Aim of the task:
Present the following data again exactly as it is shown.

····················

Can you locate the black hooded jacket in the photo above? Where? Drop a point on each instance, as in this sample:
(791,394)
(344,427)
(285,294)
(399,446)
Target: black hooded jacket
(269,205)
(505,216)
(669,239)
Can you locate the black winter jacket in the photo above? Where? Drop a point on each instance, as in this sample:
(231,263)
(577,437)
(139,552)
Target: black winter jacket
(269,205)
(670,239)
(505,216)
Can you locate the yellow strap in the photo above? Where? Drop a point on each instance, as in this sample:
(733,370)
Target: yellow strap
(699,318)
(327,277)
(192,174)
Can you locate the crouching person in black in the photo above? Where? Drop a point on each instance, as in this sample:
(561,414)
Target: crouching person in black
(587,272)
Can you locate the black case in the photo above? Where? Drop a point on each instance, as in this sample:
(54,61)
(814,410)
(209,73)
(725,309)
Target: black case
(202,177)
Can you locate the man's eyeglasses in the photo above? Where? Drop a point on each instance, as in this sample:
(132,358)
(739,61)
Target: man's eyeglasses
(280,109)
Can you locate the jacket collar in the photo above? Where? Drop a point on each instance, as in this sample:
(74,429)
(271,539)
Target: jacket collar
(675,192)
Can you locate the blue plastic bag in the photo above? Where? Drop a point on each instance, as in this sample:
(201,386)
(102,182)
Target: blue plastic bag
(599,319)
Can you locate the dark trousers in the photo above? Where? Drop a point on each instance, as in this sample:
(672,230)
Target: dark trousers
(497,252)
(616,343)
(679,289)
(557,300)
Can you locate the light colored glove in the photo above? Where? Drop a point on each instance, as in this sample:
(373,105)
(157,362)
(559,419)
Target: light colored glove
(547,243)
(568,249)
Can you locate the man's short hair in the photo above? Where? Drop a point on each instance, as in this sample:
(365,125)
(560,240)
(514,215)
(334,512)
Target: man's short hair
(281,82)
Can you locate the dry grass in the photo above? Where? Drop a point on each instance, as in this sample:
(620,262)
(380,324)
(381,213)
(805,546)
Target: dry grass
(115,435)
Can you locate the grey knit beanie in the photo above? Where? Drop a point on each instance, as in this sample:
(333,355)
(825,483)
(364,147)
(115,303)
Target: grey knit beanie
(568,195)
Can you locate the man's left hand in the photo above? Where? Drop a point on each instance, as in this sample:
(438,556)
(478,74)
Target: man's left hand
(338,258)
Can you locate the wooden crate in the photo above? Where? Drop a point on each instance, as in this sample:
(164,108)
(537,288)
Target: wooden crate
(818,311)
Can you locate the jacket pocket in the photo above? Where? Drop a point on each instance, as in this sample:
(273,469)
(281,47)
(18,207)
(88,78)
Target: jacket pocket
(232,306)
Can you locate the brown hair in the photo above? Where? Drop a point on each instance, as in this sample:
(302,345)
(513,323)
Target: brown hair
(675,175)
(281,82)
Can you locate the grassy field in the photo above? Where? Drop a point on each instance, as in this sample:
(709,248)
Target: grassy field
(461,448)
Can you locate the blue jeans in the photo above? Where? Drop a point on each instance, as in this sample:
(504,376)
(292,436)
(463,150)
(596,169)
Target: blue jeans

····················

Result of the task:
Can you locate the black hooded jacket in the photo above? Where? Drop a point on each instance, as in this sample:
(791,394)
(344,427)
(285,294)
(399,446)
Target: black hooded jacket
(269,205)
(505,216)
(669,239)
Can you locate the black winter jacket in the photo above? Where? Drop a point on each instance, as in this sample:
(231,263)
(577,437)
(139,552)
Target: black winter jacket
(269,205)
(670,239)
(505,216)
Can you locate the yellow strap in the photo above? Where? Drop a point on each instance, as in this sample:
(733,370)
Target: yellow strap
(699,318)
(327,277)
(192,174)
Can you locate the crouching person in black in the photo above? Where? Drop a point on each instance, as in this sample:
(561,414)
Target: crouching person in black
(587,272)
Can you locate the black case in the photo above? Where? Drop a point on each instance, as in this sample:
(54,61)
(814,410)
(209,73)
(725,309)
Target: black case
(202,177)
Can you locate the man's eyeglasses in the photo above? Where? Drop a point on each instance, as in this sample:
(132,358)
(739,61)
Target: man's eyeglasses
(280,109)
Can you locate the jacket collar in the photo above? Where? Drop a point on each instance, as in this sample:
(74,429)
(271,539)
Target: jacket collar
(675,192)
Can you locate the blue plastic bag in the photo above? Where? Drop a point on each instance, as in this sample:
(201,386)
(102,182)
Target: blue plastic bag
(599,319)
Can you locate the dark trousers in the photo above? Where? Drop a point on each instance, as in this sample:
(672,230)
Target: dark trousers
(497,252)
(616,343)
(679,289)
(557,300)
Can you locate the light colored glove in the photo above? Where? Drop a point on each instance, as in this sample:
(373,105)
(157,362)
(559,419)
Target: light colored glove
(547,243)
(568,249)
Can you locate the man's short hair in the photo above? Where? Drop a point on each instance, as in this sample:
(365,125)
(560,240)
(514,215)
(334,512)
Target: man's short hair
(281,82)
Can you locate the dry grass in the photo above? Where? Drop a point on each instance, as in this sample:
(620,262)
(380,324)
(381,213)
(805,546)
Target: dry grass
(115,435)
Can you locate the grey knit beanie in the photo above? Where? Drop a point on each instance, as in this sample:
(333,355)
(825,483)
(364,147)
(115,303)
Target: grey knit beanie
(568,195)
Can you locate the man's left hand in the photo above? Where? Drop a point on each instance, as in this sample:
(438,556)
(478,74)
Target: man's left hand
(338,258)
Can you locate the wooden crate in the photo above? Where? Drop a point on each instance, as in this sample:
(164,108)
(537,288)
Target: wooden crate
(818,311)
Can you locate the jacket pocket in the photo above? Where? Drop a point on each instance, as in this sample:
(273,469)
(281,47)
(18,207)
(88,78)
Target: jacket pocket
(232,306)
Can you locate the brown hair in the photo above? Where? Drop a point on each instance, as in this sample:
(302,345)
(513,323)
Target: brown hair
(675,175)
(281,82)
Can you locate the grassy field in the photo above? Where? Drop a point on each instance, as in this sample:
(709,248)
Target: grassy field
(461,448)
Can you locate the blue jeans in the photo above? Where? Drop a point on each instance, as in this sample:
(504,376)
(292,436)
(463,150)
(596,169)
Target: blue jeans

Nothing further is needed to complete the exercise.